RegionWiadomość dnia

Dramatyczne losy Macieja Berbeki i Tomasza Kowalskiego w Karakorum

– Jesteśmy tu dla rodzin i bliskich, ale z mojego doświadczenia wynika, że nie ma już żadnych szans – tak o zaginionych himalaistach mówił dziś kierownik wyprawy na Broad Peak Krzysztof Wielicki. Wiadomo też, że Tomasz Kowalski schodząc ze szczytu był skrajnie wyczerpany. – W pewnym miejscu zatrzymał się i dalej nie chciał schodzić. Ostatnie jego słowa były takie, że będzie próbował, ale ja się obawiam, że przy tej próbie mógł spaść. On nie mógł kroku jednego zrobić. W nocy hipotermia, minus 40, był wyziębiony zupełnie. Zaleciłem mu leki pewne. Jeden wziął, drugi mu wypadł. On był już bardzo słabiutki, on już mówił cicho – opowiada Krzysztof Wielicki, kierownik wyprawy. Z Maćkiem Berbeką kontaktu nie było w ogóle. Odezwał się tylko jeden raz, na szczycie. – To jest też w ogóle tajemnica, będziemy rekonstruować wszystkie wydarzenia. Mamy nagrania, co się stało, że Maciek się nie łączył, nie wyjmował w ogóle telefonu – dodaje Krzysztof Wielicki.

Musiało się stać coś nagle, że weszli w dobrej kondycji na szczyt i nagle z trudem po wielu godzinach dopiero dotarli do przełęczy, na której powinni być w ciągu niespełna godziny – mówi Artur Hajzer, szef projektu Polski Himalaizm Zimowy.

Dramatyczne chwile Polaków w Karakorum wstrząsnęły całym środowiskiem wysokogórskim. Jak mówi Alina Markiewicz kolejny dramat to ten osobisty Krzysztofa Wielickiego, jako kierownika wyprawy. – Pokierował 30 wyprawami, na których nikt nie zginął. Utrata pod koniec nie ukrywajmy, że u schyłku jego kariery górskiej, bo ma 63 lata więc z pewnością rzeczy ekstremalnych robił nie będzie, to utrata dwóch ludzi na wyprawie i przyjaciela, którego namówił na tę wyprawę, to jest kolejny dramat, który na tej wyprawie się wydarzył. Gdy pojawiła się informacja w mediach o sukcesie czwórki Polaków oni cieszyli się tylko połowicznie. Czekali na bezpieczne zejście. Jak mówią, himalaiści, osiemdziesiąt procent wypadków w górach zdarza się właśnie podczas schodzenia ze szczytu. – Kiedy człowiek jest już naprawdę zmęczony, organizm jest często odwodniony i podczas zejścia też bardzo często utrzymać taki poziom koncentracji, a tutaj wystarczy jeden najmniejszy błąd, aby wylądować w szczelinie albo osunąć się po potężnym lodowym zboczu – opowiada Bogusław Margel, prezes Polskiego Klubu Alpejskiego w Tychach.

Cel ćwiczenia |
Przepisz dokładnie z tekstu o wyprawie na Broad Peak fragment od słów „Musiało się stać” aż do słów „Polski Himalaizm Zimowy.”.

Przekazane dane |
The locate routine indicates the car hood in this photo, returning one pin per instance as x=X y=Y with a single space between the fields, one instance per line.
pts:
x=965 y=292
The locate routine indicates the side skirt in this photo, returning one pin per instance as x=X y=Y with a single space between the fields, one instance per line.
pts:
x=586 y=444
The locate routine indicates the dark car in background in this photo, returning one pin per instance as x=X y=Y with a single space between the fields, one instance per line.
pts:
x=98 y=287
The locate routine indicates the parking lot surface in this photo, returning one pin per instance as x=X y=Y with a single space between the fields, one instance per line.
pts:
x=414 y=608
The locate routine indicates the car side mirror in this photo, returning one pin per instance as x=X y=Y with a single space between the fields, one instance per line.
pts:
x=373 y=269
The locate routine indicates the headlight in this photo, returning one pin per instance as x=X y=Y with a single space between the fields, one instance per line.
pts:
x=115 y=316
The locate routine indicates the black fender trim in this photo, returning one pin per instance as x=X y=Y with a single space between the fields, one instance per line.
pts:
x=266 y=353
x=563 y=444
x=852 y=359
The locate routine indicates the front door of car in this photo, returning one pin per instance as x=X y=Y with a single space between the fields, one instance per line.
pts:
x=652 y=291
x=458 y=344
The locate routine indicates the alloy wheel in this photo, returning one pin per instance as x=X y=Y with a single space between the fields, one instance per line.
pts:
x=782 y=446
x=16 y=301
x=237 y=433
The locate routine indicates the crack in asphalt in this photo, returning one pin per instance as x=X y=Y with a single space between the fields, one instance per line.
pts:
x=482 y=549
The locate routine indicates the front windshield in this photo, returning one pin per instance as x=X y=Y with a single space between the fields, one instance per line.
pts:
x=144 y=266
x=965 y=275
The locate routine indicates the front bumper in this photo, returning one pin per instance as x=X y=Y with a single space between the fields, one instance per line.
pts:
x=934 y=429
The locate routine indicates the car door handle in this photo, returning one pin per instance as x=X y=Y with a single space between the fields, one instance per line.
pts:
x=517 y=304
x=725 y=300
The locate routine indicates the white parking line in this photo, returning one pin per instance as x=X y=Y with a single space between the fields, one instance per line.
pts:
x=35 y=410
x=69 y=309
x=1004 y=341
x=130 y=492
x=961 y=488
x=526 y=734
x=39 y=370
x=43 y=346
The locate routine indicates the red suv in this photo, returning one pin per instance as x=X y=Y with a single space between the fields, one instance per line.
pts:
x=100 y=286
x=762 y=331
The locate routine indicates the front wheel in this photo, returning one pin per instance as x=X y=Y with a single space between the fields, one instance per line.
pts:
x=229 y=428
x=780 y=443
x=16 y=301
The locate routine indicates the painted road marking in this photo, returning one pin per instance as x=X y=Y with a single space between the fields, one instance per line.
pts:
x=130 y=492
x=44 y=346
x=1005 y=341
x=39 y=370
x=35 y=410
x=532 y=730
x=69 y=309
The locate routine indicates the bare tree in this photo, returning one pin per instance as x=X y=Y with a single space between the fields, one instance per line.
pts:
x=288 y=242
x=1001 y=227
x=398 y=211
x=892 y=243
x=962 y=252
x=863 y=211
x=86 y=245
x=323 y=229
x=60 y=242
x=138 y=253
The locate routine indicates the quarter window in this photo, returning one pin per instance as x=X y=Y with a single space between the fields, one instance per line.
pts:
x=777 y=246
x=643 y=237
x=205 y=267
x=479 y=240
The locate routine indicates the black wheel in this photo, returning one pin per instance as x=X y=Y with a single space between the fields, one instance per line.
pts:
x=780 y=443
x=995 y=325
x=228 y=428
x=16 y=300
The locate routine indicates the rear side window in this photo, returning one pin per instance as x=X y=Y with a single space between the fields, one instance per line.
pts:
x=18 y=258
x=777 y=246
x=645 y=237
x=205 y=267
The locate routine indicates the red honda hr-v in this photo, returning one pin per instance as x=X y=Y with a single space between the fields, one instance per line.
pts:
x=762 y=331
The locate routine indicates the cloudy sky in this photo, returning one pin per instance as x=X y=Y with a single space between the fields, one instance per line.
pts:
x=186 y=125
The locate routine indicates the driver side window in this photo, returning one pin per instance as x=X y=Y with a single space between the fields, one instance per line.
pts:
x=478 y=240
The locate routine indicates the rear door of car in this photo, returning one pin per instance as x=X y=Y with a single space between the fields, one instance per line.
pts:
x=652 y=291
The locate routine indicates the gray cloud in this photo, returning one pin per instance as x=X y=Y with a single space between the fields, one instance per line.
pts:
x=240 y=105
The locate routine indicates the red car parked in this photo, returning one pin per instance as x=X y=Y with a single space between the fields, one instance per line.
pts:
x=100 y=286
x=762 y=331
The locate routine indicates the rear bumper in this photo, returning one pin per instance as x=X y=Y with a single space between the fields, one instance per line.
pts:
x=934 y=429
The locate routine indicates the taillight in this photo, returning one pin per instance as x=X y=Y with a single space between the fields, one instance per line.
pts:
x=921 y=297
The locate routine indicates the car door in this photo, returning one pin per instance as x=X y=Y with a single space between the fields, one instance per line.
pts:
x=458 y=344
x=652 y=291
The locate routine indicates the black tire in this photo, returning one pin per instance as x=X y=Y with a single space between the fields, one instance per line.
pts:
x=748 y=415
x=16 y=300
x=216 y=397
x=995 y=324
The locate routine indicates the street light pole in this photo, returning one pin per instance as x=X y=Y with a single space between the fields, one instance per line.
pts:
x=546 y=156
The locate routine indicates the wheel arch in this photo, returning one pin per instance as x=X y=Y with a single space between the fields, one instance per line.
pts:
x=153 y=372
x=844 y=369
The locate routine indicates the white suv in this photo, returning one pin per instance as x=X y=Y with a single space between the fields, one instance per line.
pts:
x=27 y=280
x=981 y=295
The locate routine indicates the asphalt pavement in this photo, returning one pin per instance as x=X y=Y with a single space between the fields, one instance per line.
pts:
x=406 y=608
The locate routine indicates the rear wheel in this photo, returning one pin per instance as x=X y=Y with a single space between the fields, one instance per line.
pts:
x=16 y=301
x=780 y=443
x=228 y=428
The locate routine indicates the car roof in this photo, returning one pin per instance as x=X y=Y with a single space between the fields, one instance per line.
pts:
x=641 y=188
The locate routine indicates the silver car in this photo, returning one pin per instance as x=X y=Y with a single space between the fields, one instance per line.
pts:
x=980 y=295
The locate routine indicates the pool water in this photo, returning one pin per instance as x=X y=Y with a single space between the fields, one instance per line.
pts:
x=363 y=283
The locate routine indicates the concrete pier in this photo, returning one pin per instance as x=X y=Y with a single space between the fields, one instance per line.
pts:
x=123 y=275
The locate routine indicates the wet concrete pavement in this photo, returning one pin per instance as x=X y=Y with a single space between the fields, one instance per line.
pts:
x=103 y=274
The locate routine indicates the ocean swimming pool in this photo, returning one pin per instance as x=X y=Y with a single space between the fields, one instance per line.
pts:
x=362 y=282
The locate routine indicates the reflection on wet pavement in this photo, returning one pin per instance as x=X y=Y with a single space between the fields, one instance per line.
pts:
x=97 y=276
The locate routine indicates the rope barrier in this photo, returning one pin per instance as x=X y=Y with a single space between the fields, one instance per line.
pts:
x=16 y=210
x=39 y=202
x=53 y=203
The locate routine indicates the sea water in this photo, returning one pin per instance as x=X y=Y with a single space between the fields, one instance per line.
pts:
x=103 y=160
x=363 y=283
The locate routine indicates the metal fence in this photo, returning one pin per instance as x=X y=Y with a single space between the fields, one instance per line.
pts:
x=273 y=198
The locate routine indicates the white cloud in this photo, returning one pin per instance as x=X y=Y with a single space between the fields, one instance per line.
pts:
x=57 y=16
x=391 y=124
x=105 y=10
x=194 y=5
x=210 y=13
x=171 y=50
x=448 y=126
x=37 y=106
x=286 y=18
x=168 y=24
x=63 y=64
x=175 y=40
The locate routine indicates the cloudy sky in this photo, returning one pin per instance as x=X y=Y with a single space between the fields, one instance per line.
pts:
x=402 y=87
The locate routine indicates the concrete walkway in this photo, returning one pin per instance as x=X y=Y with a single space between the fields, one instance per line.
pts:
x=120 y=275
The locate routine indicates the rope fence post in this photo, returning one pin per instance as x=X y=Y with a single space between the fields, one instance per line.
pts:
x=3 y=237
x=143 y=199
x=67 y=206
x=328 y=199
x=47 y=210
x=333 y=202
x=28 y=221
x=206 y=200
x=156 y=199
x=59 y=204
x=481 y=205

Odpowiedź do ćwiczenia |
Musiało się stać coś nagle, że weszli w dobrej kondycji na szczyt i nagle z trudem po wielu godzinach dopiero dotarli do przełęczy, na której powinni być w ciągu niespełna godziny – mówi Artur Hajzer, szef projektu Polski Himalaizm Zimowy.